WHAT THE TASK REQUIRES: Copy out all the entries below with "keypoint" changed to "marker point" and everything else left as it is. Leave the pictures out.
╭─ INPUT DATA
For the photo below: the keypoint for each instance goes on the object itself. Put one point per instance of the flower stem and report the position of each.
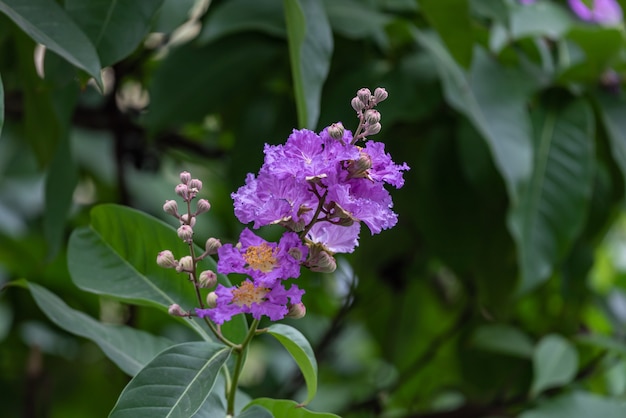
(239, 352)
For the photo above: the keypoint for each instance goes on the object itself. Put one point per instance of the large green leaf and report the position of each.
(300, 349)
(503, 339)
(128, 348)
(281, 408)
(554, 201)
(116, 256)
(578, 405)
(174, 384)
(310, 49)
(612, 110)
(115, 27)
(555, 362)
(48, 24)
(455, 29)
(502, 119)
(243, 15)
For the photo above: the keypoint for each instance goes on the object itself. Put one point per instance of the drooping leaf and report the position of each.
(555, 362)
(48, 24)
(281, 408)
(554, 201)
(578, 405)
(114, 27)
(310, 49)
(128, 348)
(503, 339)
(244, 15)
(502, 119)
(174, 384)
(300, 349)
(612, 114)
(256, 411)
(454, 28)
(116, 256)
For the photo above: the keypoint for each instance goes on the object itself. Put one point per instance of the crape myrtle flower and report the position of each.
(310, 168)
(265, 262)
(604, 12)
(253, 298)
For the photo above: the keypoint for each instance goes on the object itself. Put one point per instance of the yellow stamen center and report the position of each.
(261, 257)
(246, 294)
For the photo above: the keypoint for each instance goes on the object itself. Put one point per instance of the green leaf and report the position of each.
(310, 49)
(244, 15)
(612, 110)
(48, 24)
(540, 19)
(578, 405)
(128, 348)
(502, 119)
(256, 411)
(110, 27)
(1, 106)
(174, 384)
(281, 408)
(455, 29)
(116, 256)
(300, 349)
(555, 362)
(503, 339)
(61, 181)
(554, 202)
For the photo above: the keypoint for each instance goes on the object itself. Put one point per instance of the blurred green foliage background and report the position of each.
(499, 293)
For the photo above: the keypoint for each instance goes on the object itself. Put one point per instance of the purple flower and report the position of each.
(604, 12)
(335, 238)
(254, 299)
(266, 262)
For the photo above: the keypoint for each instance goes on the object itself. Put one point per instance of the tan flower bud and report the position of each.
(207, 279)
(211, 300)
(171, 207)
(166, 259)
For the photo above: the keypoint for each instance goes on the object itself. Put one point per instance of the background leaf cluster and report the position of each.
╰─
EXERCISE SOLUTION:
For the photo below: the marker point for each instance goes on the object itself. Put one point per instance of the flower stem and report the position of each.
(239, 352)
For the photo above: the marker point for each instance goes on the object itself. Put one point per instance of the large green leaf and report the position of each.
(300, 349)
(503, 339)
(128, 348)
(281, 408)
(554, 201)
(116, 256)
(578, 405)
(174, 384)
(310, 49)
(612, 110)
(115, 27)
(555, 362)
(48, 24)
(455, 29)
(502, 119)
(243, 15)
For the photo above: the marker point for each instance goes on the object itself. Put one point per instance of the drooping leaf and report the position of each.
(555, 362)
(48, 24)
(281, 408)
(554, 201)
(578, 405)
(114, 27)
(310, 49)
(128, 348)
(503, 339)
(244, 15)
(502, 119)
(174, 384)
(300, 349)
(612, 114)
(256, 411)
(454, 28)
(116, 256)
For the photo above: the marker point for each instance goes on the object itself. Put one point per instance of the crape myrtle flower and report the position of each.
(310, 168)
(265, 262)
(604, 12)
(253, 298)
For the photo above: the marker point for each instance goes on the object itself. Put one point per instance of the yellow stamen center and report the position of each.
(261, 257)
(246, 294)
For the photo above: the marker point for each instance goes on the object itself. Put one point per instance of the green leaf and report the position of each.
(310, 49)
(244, 15)
(612, 110)
(48, 24)
(540, 19)
(578, 405)
(128, 348)
(502, 119)
(256, 411)
(110, 27)
(1, 106)
(174, 384)
(281, 408)
(455, 29)
(116, 256)
(300, 349)
(555, 362)
(503, 339)
(61, 181)
(554, 202)
For the photo above: the marker point for each instance goes on the object itself. Put one point per instance of the blurred green foliage background and report the position of each.
(499, 293)
For the photo above: the marker point for each instance goes on the object itself. Put one point per instance of the purple flower and report the position of each.
(604, 12)
(335, 238)
(254, 299)
(266, 262)
For the photo above: the marker point for each instance goes on the object itself. Put one point per instance of the tan flower bud and report the position of each.
(207, 279)
(211, 300)
(171, 207)
(166, 259)
For the photo above: the marker point for each instance goes on the object itself. Put one point per instance of the background leaf cluster and report the position of each.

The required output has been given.